Material shown »
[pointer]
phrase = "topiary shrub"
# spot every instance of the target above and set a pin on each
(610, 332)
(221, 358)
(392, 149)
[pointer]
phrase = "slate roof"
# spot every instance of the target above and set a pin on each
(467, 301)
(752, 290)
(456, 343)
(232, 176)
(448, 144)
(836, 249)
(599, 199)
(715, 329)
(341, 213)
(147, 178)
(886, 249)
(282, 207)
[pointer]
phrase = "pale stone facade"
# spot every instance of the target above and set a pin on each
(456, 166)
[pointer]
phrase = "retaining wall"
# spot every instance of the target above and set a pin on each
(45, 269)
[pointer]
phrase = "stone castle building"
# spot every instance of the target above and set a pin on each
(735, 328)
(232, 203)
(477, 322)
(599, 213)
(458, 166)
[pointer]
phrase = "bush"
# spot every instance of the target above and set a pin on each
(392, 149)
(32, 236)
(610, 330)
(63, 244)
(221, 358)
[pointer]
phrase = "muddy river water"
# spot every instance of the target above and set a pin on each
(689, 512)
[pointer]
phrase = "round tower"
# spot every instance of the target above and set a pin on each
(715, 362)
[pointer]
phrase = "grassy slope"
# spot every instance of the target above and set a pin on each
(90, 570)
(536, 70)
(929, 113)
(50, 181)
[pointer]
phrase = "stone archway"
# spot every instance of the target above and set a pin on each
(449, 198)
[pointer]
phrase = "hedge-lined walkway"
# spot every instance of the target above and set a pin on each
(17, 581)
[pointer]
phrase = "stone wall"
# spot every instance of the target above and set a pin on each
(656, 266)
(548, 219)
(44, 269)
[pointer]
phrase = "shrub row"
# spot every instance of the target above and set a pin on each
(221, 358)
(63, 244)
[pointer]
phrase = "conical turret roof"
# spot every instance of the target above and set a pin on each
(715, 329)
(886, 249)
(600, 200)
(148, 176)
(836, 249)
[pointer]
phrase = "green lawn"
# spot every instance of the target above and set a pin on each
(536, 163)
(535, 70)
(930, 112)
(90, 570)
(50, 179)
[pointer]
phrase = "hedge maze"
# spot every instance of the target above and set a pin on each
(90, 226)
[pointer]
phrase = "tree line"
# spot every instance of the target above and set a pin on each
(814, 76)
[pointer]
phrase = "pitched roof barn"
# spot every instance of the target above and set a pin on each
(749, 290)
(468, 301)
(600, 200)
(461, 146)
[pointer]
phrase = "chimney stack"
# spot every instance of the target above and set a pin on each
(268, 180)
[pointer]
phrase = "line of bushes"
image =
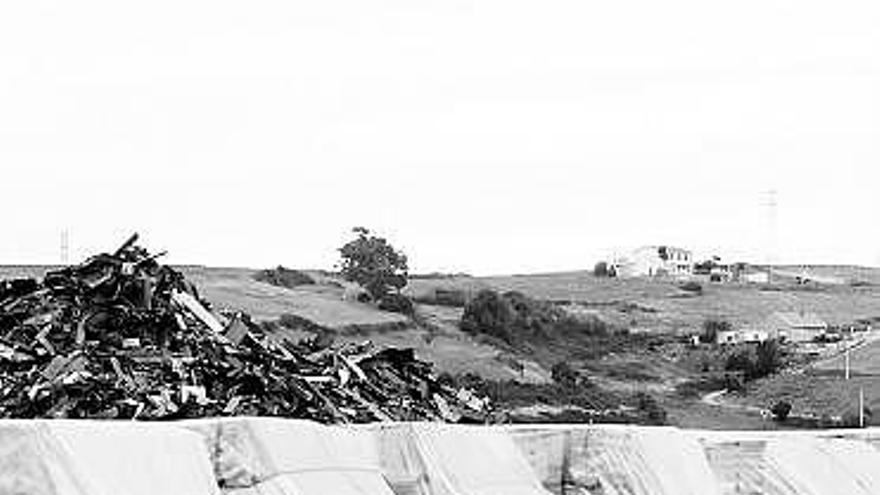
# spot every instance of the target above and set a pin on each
(284, 277)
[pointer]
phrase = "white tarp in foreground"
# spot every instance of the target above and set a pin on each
(618, 459)
(800, 463)
(438, 459)
(102, 458)
(268, 456)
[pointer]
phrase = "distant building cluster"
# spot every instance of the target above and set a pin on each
(679, 263)
(785, 326)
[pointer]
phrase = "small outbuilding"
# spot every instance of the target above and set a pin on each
(795, 326)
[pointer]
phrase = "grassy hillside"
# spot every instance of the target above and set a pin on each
(659, 305)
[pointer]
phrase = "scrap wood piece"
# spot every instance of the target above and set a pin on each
(199, 311)
(43, 341)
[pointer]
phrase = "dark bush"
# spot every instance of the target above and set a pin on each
(781, 410)
(601, 270)
(397, 303)
(711, 329)
(374, 263)
(768, 358)
(648, 405)
(489, 313)
(563, 374)
(284, 277)
(742, 360)
(691, 286)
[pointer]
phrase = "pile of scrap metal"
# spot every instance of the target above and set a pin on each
(122, 336)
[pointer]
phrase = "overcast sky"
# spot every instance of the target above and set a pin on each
(481, 136)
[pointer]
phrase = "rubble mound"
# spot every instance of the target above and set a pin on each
(121, 336)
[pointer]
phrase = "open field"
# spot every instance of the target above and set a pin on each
(654, 306)
(660, 305)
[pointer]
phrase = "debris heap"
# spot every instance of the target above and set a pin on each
(122, 336)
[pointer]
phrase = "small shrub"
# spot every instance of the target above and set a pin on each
(711, 329)
(768, 358)
(692, 287)
(601, 269)
(563, 374)
(491, 314)
(781, 410)
(648, 405)
(397, 303)
(284, 277)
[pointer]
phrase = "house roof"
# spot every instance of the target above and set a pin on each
(800, 319)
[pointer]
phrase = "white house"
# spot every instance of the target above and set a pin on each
(742, 336)
(793, 326)
(653, 261)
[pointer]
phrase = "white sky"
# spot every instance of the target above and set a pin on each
(480, 136)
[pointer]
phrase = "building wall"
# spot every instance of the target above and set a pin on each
(646, 262)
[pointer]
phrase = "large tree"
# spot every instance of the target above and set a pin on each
(373, 263)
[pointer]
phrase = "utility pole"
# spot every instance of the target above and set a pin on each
(771, 204)
(65, 247)
(861, 407)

Given task » Give back the whole listing as it stands, minus its pictures.

Problem solution »
[pointer]
phrase = "topiary shrub"
# spot every instance of the target above and set a pin on each
(610, 332)
(221, 358)
(392, 149)
[pointer]
phrase = "slate roof"
# spot every instance of the target above and set a pin on each
(467, 301)
(752, 290)
(456, 343)
(232, 176)
(448, 144)
(836, 249)
(599, 199)
(715, 329)
(341, 213)
(147, 178)
(886, 249)
(282, 207)
[pointer]
phrase = "pale stone facade"
# spot every instance of the target above and set a pin on each
(456, 166)
[pointer]
phrase = "retaining wall"
# spot every instance of the target above and set a pin on each
(45, 269)
[pointer]
phrase = "stone castle building"
# spot every instance of the target above and set a pin on each
(735, 328)
(232, 203)
(477, 322)
(599, 213)
(458, 166)
[pointer]
phrase = "bush"
# spot every instance of the target above and set a pin on each
(392, 149)
(32, 236)
(610, 330)
(63, 244)
(221, 358)
[pointer]
phrase = "muddy river water"
# spot every instance of the target above and set a pin on each
(689, 512)
[pointer]
phrase = "round tower"
# spot every instance of the target above and set a pin on each
(715, 362)
[pointer]
phrase = "grassy slope"
# spot every instance of the target above and set a pin on each
(90, 570)
(536, 70)
(929, 113)
(50, 181)
[pointer]
phrase = "stone archway"
# spot every instance of the target above and set a pin on each
(449, 198)
[pointer]
phrase = "hedge-lined walkway"
# spot every instance of the target above and set a pin on each
(17, 581)
[pointer]
phrase = "stone wall"
# spot every instance of the target above and set a pin on each
(656, 266)
(548, 219)
(44, 269)
[pointer]
phrase = "shrub row"
# spot every instance of the target above and set a pin on each
(221, 358)
(63, 244)
[pointer]
phrase = "conical turret roof"
# spot every instance of the target above and set a pin on each
(715, 329)
(886, 249)
(600, 200)
(148, 176)
(836, 249)
[pointer]
phrase = "green lawn"
# spot every instance of the target above and set a pin on each
(536, 163)
(535, 70)
(930, 112)
(90, 570)
(50, 179)
[pointer]
phrase = "hedge maze"
# spot every instance of the target above and set a pin on each
(90, 226)
[pointer]
phrase = "tree line"
# spot every instance of the target above and set a pin on each
(814, 76)
[pointer]
phrase = "pitched roof barn"
# spot every instance of the target above and set a pin on each
(749, 290)
(468, 301)
(600, 200)
(461, 146)
[pointer]
phrase = "chimney stack"
# spot every instance of the target above and set a pin on each
(268, 180)
[pointer]
phrase = "line of bushes"
image =
# spot every instance of the target above and set a pin on each
(284, 277)
[pointer]
phrase = "white tarp in foreground"
# spot every instance of the target above and set a pin on each
(618, 459)
(800, 463)
(438, 459)
(102, 458)
(268, 456)
[pointer]
phrase = "distant building cluster"
# spot every instance of the target above and set a pin on each
(679, 263)
(785, 326)
[pointer]
phrase = "small outbuilding"
# spot every instance of the target above and set a pin on each
(795, 326)
[pointer]
phrase = "grassy hillside"
# spot every instance of the target above and set a pin on each
(659, 305)
[pointer]
phrase = "scrap wood piece"
# spot every instance of the target above and set a pin on each
(199, 311)
(43, 341)
[pointer]
phrase = "dark bush"
# spot every instance of the target above and set a pin on each
(781, 410)
(601, 270)
(397, 303)
(711, 329)
(374, 263)
(768, 358)
(648, 405)
(489, 313)
(563, 374)
(284, 277)
(742, 360)
(691, 286)
[pointer]
phrase = "pile of scrap metal"
# spot every instance of the target above and set a pin on each
(122, 336)
[pointer]
phrase = "overcast sky"
# spot every instance of the target above and set a pin on each
(481, 136)
[pointer]
phrase = "rubble mound"
# spot every instance of the target above and set a pin on each
(121, 336)
[pointer]
phrase = "open field"
# spot every instance of the target above and set a pin on each
(654, 306)
(660, 305)
[pointer]
phrase = "debris heap"
# spot every instance of the target above and set a pin on each
(122, 336)
[pointer]
phrase = "small shrub"
# spot every instance of the target above and set a pin on each
(711, 329)
(768, 358)
(692, 287)
(601, 269)
(563, 374)
(491, 314)
(781, 410)
(648, 405)
(397, 303)
(284, 277)
[pointer]
phrase = "house roof"
# spot every instance of the target above and set a pin on each
(800, 319)
[pointer]
phrase = "white house"
# spot every instance of the target above and set a pin on each
(742, 336)
(793, 326)
(653, 261)
[pointer]
phrase = "white sky"
# spot every instance of the target above and set a pin on each
(480, 136)
[pointer]
phrase = "building wall"
# spot every instance of the target above and set a pin on each
(646, 262)
[pointer]
phrase = "large tree"
# spot every instance of the target above and set a pin on each
(373, 263)
[pointer]
phrase = "utility pole"
# spot every instance of the target above and set a pin on each
(771, 204)
(65, 247)
(861, 407)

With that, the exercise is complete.